Report every line of the listing below that contains the word "fish", copying each such line in full.

[start of INFORMATION SHOWN]

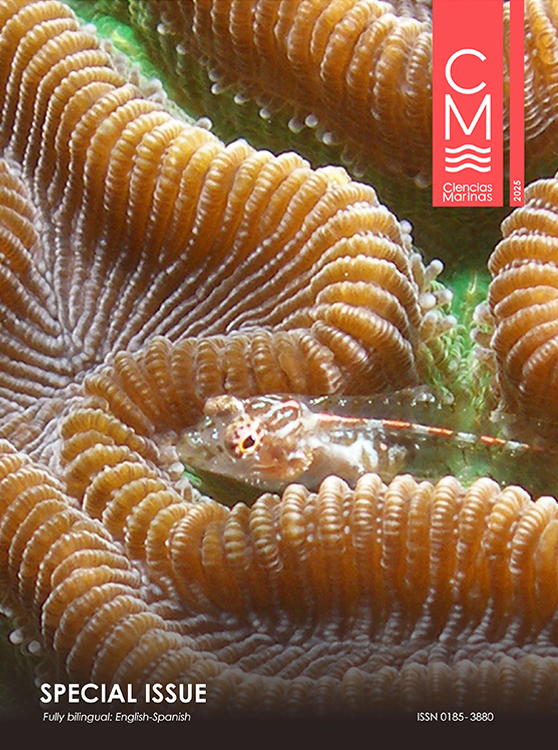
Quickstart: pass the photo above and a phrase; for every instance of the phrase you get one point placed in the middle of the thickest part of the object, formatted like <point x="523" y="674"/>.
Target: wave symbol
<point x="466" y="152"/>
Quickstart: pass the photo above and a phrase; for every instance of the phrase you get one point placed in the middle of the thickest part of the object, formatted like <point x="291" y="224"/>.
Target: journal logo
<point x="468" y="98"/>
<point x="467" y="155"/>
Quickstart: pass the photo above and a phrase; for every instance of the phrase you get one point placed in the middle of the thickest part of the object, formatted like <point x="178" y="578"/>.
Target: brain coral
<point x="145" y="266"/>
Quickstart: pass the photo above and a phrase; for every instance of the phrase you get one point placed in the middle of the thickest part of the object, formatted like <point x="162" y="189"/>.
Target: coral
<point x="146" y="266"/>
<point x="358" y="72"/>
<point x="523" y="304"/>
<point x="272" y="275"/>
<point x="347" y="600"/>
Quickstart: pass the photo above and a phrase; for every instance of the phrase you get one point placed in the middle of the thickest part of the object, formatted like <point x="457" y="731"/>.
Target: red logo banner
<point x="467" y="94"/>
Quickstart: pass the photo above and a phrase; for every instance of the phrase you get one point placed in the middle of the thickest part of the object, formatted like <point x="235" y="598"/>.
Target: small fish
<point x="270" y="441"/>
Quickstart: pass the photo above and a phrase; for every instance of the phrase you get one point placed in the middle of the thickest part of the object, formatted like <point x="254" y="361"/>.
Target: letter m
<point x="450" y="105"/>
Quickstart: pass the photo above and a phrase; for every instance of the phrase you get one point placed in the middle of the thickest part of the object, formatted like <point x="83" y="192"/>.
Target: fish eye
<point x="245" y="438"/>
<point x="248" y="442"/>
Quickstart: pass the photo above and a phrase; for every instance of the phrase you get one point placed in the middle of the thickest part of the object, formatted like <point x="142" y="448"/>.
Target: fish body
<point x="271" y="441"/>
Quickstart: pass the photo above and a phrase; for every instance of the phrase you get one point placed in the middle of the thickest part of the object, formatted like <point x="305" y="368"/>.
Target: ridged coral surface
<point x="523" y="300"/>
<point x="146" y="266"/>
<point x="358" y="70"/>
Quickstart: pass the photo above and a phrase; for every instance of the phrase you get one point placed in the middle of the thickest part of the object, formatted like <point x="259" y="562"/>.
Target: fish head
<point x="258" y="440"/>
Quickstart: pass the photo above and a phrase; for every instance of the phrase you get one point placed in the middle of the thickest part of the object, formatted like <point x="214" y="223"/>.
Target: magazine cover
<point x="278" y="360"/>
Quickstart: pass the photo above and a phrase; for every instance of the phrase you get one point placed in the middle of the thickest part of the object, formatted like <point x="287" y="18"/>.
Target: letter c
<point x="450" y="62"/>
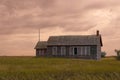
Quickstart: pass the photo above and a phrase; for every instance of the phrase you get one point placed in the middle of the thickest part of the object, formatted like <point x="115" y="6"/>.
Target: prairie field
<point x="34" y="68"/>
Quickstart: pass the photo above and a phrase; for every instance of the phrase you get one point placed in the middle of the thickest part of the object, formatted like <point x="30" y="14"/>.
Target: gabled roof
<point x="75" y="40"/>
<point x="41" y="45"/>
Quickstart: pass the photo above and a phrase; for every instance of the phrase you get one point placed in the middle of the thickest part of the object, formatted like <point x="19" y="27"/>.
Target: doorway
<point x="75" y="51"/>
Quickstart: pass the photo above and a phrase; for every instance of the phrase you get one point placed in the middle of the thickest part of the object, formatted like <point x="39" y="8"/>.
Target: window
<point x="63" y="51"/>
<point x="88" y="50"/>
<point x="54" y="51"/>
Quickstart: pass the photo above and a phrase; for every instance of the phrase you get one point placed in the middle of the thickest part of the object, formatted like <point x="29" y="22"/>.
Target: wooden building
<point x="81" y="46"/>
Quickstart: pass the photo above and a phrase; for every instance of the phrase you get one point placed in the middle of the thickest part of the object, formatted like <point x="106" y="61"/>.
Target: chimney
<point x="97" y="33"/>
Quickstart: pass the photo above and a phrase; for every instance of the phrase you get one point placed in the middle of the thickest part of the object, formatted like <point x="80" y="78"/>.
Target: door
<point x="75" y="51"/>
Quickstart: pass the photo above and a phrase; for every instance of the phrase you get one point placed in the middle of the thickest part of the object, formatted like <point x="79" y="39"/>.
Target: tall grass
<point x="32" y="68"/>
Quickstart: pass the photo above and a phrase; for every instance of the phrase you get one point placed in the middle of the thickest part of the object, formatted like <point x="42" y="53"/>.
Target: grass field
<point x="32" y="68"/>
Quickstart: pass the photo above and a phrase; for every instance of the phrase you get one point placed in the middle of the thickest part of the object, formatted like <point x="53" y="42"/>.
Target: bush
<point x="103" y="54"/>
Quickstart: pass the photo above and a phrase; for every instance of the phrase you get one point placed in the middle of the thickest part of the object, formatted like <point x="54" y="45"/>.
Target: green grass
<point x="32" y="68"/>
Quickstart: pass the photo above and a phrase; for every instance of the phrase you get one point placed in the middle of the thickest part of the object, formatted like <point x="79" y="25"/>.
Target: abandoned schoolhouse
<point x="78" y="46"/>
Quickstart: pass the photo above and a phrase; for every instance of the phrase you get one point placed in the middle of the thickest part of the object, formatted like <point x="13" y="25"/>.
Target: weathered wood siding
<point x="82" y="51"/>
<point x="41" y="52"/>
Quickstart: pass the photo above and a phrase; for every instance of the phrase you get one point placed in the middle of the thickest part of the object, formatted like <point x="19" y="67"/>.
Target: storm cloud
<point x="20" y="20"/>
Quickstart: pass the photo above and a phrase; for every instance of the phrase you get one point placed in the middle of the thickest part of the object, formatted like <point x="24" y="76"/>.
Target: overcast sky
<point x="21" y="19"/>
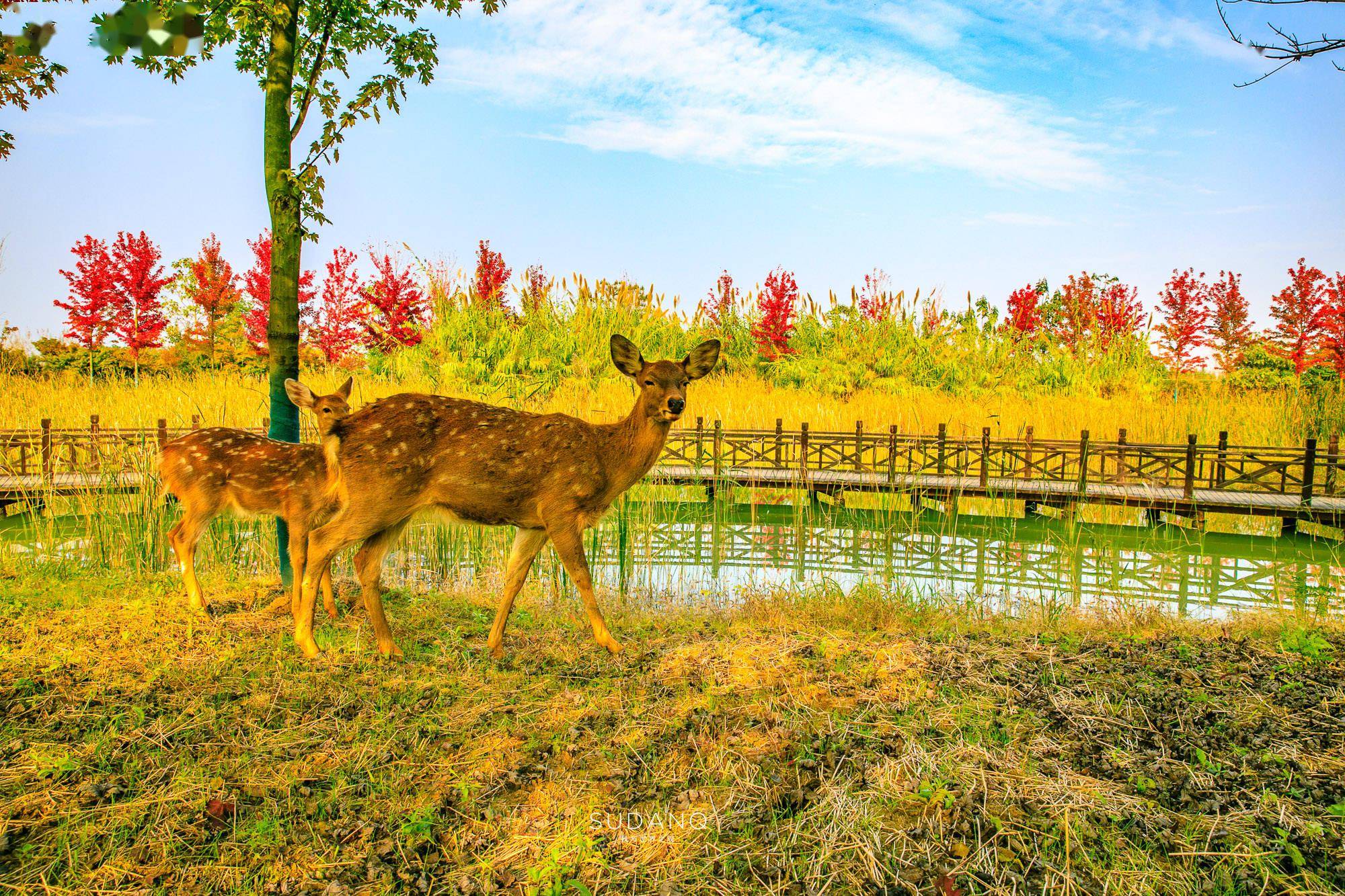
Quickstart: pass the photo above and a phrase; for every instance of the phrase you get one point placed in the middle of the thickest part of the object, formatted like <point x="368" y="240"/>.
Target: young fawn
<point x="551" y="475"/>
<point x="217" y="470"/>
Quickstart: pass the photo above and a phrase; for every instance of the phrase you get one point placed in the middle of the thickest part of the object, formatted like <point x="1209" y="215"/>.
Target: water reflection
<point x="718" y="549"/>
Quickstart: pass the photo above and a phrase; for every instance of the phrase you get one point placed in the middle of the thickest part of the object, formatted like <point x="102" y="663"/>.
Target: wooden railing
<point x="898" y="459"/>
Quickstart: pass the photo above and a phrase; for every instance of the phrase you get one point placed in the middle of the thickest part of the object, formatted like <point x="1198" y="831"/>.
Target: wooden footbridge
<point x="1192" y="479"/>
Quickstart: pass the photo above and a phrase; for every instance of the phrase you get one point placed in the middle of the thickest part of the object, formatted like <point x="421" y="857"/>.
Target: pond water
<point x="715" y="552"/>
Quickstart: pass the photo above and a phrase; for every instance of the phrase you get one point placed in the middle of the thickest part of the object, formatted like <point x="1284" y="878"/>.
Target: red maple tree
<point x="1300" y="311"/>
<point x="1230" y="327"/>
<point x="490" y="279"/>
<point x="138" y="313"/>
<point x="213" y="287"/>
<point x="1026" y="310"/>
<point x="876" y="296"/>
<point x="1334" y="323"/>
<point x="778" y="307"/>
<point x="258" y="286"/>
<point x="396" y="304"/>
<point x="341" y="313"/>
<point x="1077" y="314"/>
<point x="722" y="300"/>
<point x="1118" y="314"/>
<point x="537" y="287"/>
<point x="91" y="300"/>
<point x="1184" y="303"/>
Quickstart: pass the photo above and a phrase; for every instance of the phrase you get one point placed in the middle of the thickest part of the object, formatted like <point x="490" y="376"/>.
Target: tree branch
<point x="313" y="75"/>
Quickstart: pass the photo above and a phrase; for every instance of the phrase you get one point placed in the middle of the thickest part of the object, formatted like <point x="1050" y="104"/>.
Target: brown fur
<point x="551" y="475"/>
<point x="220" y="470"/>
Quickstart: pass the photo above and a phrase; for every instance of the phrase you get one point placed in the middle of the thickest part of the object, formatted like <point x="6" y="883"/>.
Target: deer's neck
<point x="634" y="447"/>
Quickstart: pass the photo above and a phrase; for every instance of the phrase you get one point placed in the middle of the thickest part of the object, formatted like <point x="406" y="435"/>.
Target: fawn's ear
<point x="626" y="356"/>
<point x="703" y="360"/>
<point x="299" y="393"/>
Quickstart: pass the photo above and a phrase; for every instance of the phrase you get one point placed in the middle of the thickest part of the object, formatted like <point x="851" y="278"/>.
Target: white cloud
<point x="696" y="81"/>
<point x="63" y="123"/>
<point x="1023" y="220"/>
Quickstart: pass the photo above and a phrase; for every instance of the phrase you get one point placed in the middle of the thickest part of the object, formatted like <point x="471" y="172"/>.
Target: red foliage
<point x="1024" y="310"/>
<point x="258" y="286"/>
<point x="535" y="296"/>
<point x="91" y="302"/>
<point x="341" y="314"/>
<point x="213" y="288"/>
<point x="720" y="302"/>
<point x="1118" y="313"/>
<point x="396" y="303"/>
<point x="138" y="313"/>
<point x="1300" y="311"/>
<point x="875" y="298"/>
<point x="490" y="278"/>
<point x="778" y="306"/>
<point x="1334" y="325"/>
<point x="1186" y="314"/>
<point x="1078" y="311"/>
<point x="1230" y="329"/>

[end of INFORMATION SHOWN]

◆ **ANSWER TO THIS EXERCISE**:
Target: small fish
Target: fish eye
Target: fish body
Target: fish head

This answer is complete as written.